Task instructions - Pick out every line of the records that contains the word "Trace", and copy each one in full.

Image boundary annotation records
^^^^

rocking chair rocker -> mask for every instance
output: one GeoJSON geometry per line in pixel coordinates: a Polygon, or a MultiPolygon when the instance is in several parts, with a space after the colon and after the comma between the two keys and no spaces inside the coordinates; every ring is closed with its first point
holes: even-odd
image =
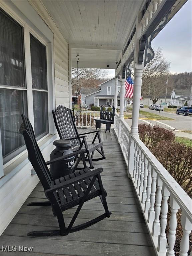
{"type": "MultiPolygon", "coordinates": [[[[45,162],[35,140],[32,126],[29,119],[22,115],[23,123],[20,131],[24,139],[28,151],[28,157],[45,190],[49,201],[34,202],[30,206],[51,205],[53,213],[57,216],[60,229],[56,230],[34,231],[27,234],[29,236],[48,236],[60,235],[67,235],[69,233],[80,230],[101,220],[109,218],[111,213],[109,211],[106,197],[107,193],[103,187],[100,173],[102,168],[92,171],[86,166],[84,153],[85,150],[79,150],[47,162],[45,162]],[[73,173],[53,180],[47,165],[57,161],[62,161],[68,157],[78,155],[80,156],[73,170],[73,173]],[[84,168],[75,171],[80,160],[84,168]],[[105,210],[105,213],[98,217],[81,225],[73,225],[84,202],[99,196],[105,210]],[[67,227],[66,227],[62,212],[78,205],[76,211],[67,227]]],[[[77,158],[76,158],[77,160],[77,158]]]]}
{"type": "Polygon", "coordinates": [[[92,161],[98,161],[105,159],[99,131],[81,133],[79,135],[70,109],[63,106],[59,106],[55,111],[53,110],[52,113],[60,139],[70,140],[73,144],[73,150],[85,149],[86,154],[85,160],[89,161],[90,169],[94,168],[92,161]],[[95,136],[91,144],[88,144],[85,139],[86,135],[93,133],[96,133],[95,136]],[[96,143],[95,141],[97,137],[98,138],[99,142],[96,143]],[[100,150],[99,149],[99,148],[101,148],[100,150]],[[93,155],[95,150],[101,155],[101,157],[93,158],[93,155]],[[90,155],[91,153],[91,156],[90,155]]]}

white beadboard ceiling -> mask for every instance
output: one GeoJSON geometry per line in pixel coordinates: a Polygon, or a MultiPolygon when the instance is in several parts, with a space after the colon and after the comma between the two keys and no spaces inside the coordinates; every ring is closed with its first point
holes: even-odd
{"type": "Polygon", "coordinates": [[[80,66],[88,67],[91,62],[90,67],[108,64],[111,68],[115,68],[142,2],[42,1],[72,48],[72,65],[78,54],[80,66]]]}

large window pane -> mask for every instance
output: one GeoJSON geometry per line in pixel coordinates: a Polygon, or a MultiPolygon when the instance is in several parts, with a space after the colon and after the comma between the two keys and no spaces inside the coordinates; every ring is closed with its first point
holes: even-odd
{"type": "Polygon", "coordinates": [[[30,46],[33,88],[47,90],[46,47],[31,34],[30,46]]]}
{"type": "Polygon", "coordinates": [[[27,115],[27,92],[0,88],[0,124],[3,157],[24,144],[19,132],[22,122],[21,114],[27,115]]]}
{"type": "Polygon", "coordinates": [[[47,93],[33,92],[35,135],[42,137],[48,132],[47,93]]]}
{"type": "Polygon", "coordinates": [[[0,84],[25,87],[23,28],[0,9],[0,84]]]}

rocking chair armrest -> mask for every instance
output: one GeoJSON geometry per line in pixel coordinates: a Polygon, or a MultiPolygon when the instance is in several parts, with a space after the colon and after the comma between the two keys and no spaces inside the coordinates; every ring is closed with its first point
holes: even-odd
{"type": "Polygon", "coordinates": [[[81,135],[84,135],[84,134],[89,134],[89,133],[93,133],[95,132],[99,132],[100,131],[100,130],[97,130],[97,131],[93,131],[93,132],[86,132],[85,133],[81,133],[81,135]]]}
{"type": "Polygon", "coordinates": [[[53,186],[51,188],[46,190],[45,192],[47,193],[52,193],[58,189],[61,189],[66,187],[68,187],[70,185],[81,181],[82,180],[88,179],[90,177],[93,177],[95,175],[100,174],[103,171],[103,170],[102,168],[98,168],[93,171],[91,171],[88,173],[85,173],[80,176],[78,176],[73,179],[67,180],[59,185],[53,186]]]}
{"type": "Polygon", "coordinates": [[[74,138],[70,138],[69,139],[65,139],[65,140],[75,140],[77,139],[82,139],[83,138],[85,138],[87,136],[78,136],[77,137],[74,137],[74,138]]]}
{"type": "Polygon", "coordinates": [[[68,154],[68,155],[65,155],[64,156],[61,156],[60,157],[58,157],[57,158],[54,159],[53,160],[50,160],[50,161],[48,161],[47,162],[46,162],[45,163],[47,165],[49,165],[49,164],[53,164],[54,163],[56,163],[56,162],[59,162],[59,161],[62,161],[63,160],[64,160],[65,159],[66,159],[66,158],[68,158],[69,157],[71,157],[72,156],[75,156],[78,155],[83,154],[85,152],[85,149],[81,149],[80,150],[75,151],[73,153],[68,154]]]}

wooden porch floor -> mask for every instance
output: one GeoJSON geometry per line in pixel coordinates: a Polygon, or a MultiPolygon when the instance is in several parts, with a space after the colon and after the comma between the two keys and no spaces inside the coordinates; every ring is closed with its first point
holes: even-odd
{"type": "MultiPolygon", "coordinates": [[[[89,131],[90,131],[90,129],[89,131]]],[[[79,129],[80,133],[86,132],[79,129]]],[[[35,230],[55,229],[58,227],[49,206],[27,206],[30,202],[43,201],[45,197],[38,184],[1,236],[2,245],[33,247],[32,252],[17,251],[0,254],[14,256],[154,256],[155,253],[133,186],[127,174],[127,167],[113,130],[101,131],[106,159],[94,163],[95,168],[102,167],[104,186],[107,201],[112,214],[109,219],[67,236],[34,238],[27,233],[35,230]]],[[[88,137],[91,140],[93,135],[88,137]]],[[[85,203],[76,221],[84,222],[104,213],[99,198],[85,203]]],[[[75,207],[76,208],[76,207],[75,207]]],[[[72,209],[64,212],[68,223],[74,213],[72,209]]]]}

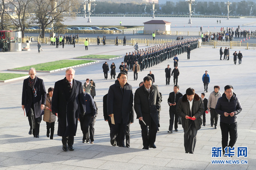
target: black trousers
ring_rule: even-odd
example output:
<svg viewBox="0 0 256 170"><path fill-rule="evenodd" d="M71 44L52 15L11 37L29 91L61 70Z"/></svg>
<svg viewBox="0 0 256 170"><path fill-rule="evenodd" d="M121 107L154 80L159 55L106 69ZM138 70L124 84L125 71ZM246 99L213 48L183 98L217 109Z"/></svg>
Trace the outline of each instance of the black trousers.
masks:
<svg viewBox="0 0 256 170"><path fill-rule="evenodd" d="M166 82L166 85L170 85L170 78L171 78L170 77L166 77L165 81Z"/></svg>
<svg viewBox="0 0 256 170"><path fill-rule="evenodd" d="M219 114L217 113L215 109L210 109L210 125L217 126L218 119L219 119Z"/></svg>
<svg viewBox="0 0 256 170"><path fill-rule="evenodd" d="M130 147L130 123L126 125L126 130L125 131L125 141L126 143L126 147Z"/></svg>
<svg viewBox="0 0 256 170"><path fill-rule="evenodd" d="M157 125L151 118L150 125L146 126L142 121L139 121L141 128L141 136L144 149L148 149L149 144L154 144L155 142L156 133L157 132Z"/></svg>
<svg viewBox="0 0 256 170"><path fill-rule="evenodd" d="M90 113L84 115L82 118L80 118L80 125L81 130L82 132L83 136L82 140L86 140L89 141L89 127L91 119L91 114Z"/></svg>
<svg viewBox="0 0 256 170"><path fill-rule="evenodd" d="M169 114L170 115L170 125L169 126L169 130L172 131L174 123L174 128L175 129L178 128L178 122L179 121L179 116L178 113L177 113L177 112L176 111L176 109L174 109L173 110L169 110Z"/></svg>
<svg viewBox="0 0 256 170"><path fill-rule="evenodd" d="M106 79L108 78L108 72L107 71L106 71L106 72L104 72L104 77Z"/></svg>
<svg viewBox="0 0 256 170"><path fill-rule="evenodd" d="M50 133L50 131L51 131L51 136L50 136L50 138L51 139L53 139L53 136L54 134L54 126L55 125L55 122L49 123L49 122L46 122L46 129L47 129L47 132L46 133L47 134L49 134Z"/></svg>
<svg viewBox="0 0 256 170"><path fill-rule="evenodd" d="M111 139L115 139L119 146L124 145L126 127L126 123L116 123L115 125L111 125Z"/></svg>
<svg viewBox="0 0 256 170"><path fill-rule="evenodd" d="M34 111L34 106L32 106L32 107L33 108L30 108L27 113L27 118L28 119L28 122L29 123L30 129L32 130L33 135L34 135L34 137L35 137L37 135L39 135L40 123L42 121L42 116L36 118Z"/></svg>
<svg viewBox="0 0 256 170"><path fill-rule="evenodd" d="M133 72L133 79L136 80L138 79L138 73Z"/></svg>
<svg viewBox="0 0 256 170"><path fill-rule="evenodd" d="M90 134L90 140L91 142L93 142L94 141L94 123L95 123L95 118L93 117L91 119L89 131Z"/></svg>
<svg viewBox="0 0 256 170"><path fill-rule="evenodd" d="M178 77L174 77L174 84L178 85Z"/></svg>
<svg viewBox="0 0 256 170"><path fill-rule="evenodd" d="M204 91L206 91L206 92L208 92L208 83L203 83L203 86L204 87Z"/></svg>
<svg viewBox="0 0 256 170"><path fill-rule="evenodd" d="M62 136L62 144L66 145L69 146L73 146L74 144L74 136Z"/></svg>
<svg viewBox="0 0 256 170"><path fill-rule="evenodd" d="M196 142L196 134L195 125L193 120L191 121L188 129L184 129L184 146L186 153L193 153Z"/></svg>
<svg viewBox="0 0 256 170"><path fill-rule="evenodd" d="M222 151L225 153L224 149L226 146L233 147L238 138L238 123L235 122L231 124L227 124L223 122L219 123L221 129L221 136L222 136L221 144L222 144ZM228 145L229 141L229 133L230 140Z"/></svg>

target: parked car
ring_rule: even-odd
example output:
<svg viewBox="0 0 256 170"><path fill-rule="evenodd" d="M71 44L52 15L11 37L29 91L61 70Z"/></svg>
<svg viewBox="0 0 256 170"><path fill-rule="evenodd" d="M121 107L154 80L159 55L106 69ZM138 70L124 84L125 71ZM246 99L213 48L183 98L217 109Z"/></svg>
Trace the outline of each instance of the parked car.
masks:
<svg viewBox="0 0 256 170"><path fill-rule="evenodd" d="M65 29L65 30L72 30L72 29L71 28L68 28L68 27L66 27L66 28L65 28L64 29Z"/></svg>
<svg viewBox="0 0 256 170"><path fill-rule="evenodd" d="M81 27L79 28L79 30L93 30L93 29L91 27Z"/></svg>
<svg viewBox="0 0 256 170"><path fill-rule="evenodd" d="M78 30L79 29L79 27L71 27L70 28L71 28L71 29L73 29L73 30Z"/></svg>
<svg viewBox="0 0 256 170"><path fill-rule="evenodd" d="M91 28L94 30L99 30L101 29L101 28L98 27L98 26L91 26Z"/></svg>
<svg viewBox="0 0 256 170"><path fill-rule="evenodd" d="M27 28L27 29L37 29L33 27L29 27L29 28Z"/></svg>
<svg viewBox="0 0 256 170"><path fill-rule="evenodd" d="M101 30L109 30L109 31L111 31L110 29L109 29L109 28L101 28Z"/></svg>

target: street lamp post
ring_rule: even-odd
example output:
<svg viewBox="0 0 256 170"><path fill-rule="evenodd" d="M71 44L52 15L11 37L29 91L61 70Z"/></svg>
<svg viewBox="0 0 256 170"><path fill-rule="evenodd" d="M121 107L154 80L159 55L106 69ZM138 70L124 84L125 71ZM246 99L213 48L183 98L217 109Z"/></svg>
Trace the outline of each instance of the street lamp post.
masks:
<svg viewBox="0 0 256 170"><path fill-rule="evenodd" d="M192 12L193 11L191 9L191 5L193 2L195 1L195 0L186 0L186 1L188 2L189 3L189 20L188 24L192 24L192 20L191 20L191 15L192 15Z"/></svg>
<svg viewBox="0 0 256 170"><path fill-rule="evenodd" d="M225 4L227 4L227 7L228 8L228 18L227 19L229 19L229 12L231 11L229 11L229 5L232 4L232 3L229 2L229 1L228 1L228 2L225 2Z"/></svg>

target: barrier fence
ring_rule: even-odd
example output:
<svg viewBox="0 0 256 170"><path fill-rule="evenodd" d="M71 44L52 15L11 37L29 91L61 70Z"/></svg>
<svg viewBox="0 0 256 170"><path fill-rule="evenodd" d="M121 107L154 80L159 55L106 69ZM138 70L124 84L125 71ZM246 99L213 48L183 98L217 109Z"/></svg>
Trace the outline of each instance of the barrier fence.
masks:
<svg viewBox="0 0 256 170"><path fill-rule="evenodd" d="M82 38L79 37L78 39L76 39L76 44L84 44L85 39L87 39L89 44L97 44L97 38ZM103 38L100 38L101 44L103 44ZM176 41L175 39L155 39L154 40L153 39L143 39L143 38L132 38L131 39L127 40L126 45L134 45L136 43L141 45L144 45L146 46L151 46L157 44L166 43L168 42L171 42ZM51 42L49 37L46 37L44 38L41 38L39 36L38 37L27 37L26 38L22 38L22 42L31 42L33 41L36 41L37 42L40 42L43 43L50 43ZM65 40L65 43L66 41ZM118 42L119 44L123 44L123 39L118 39ZM107 44L116 44L116 40L115 39L106 39L106 43ZM243 47L245 49L256 49L256 43L251 43L247 42L238 42L238 41L214 41L210 40L208 42L199 42L199 46L200 47L201 46L204 47L212 47L214 48L219 48L219 47L229 47L230 49L232 49L233 47Z"/></svg>

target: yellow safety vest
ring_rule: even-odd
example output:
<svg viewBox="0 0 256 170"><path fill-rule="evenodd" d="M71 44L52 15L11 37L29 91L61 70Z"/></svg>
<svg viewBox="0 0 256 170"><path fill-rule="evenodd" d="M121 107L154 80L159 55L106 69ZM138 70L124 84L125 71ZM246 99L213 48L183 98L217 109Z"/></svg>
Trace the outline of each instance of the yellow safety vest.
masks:
<svg viewBox="0 0 256 170"><path fill-rule="evenodd" d="M88 42L88 41L85 41L84 42L84 45L85 45L85 46L88 46L88 45L89 45L89 42Z"/></svg>

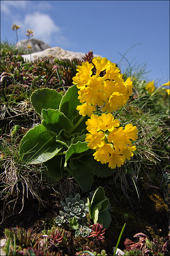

^^^^

The solution -
Trace the outline of each instance of the black trousers.
Trace the outline of each instance of the parked car.
Trace the outline of each instance of the street lamp post.
Trace the outline of each instance of the barrier fence.
Trace the outline of each instance of the yellow safety vest.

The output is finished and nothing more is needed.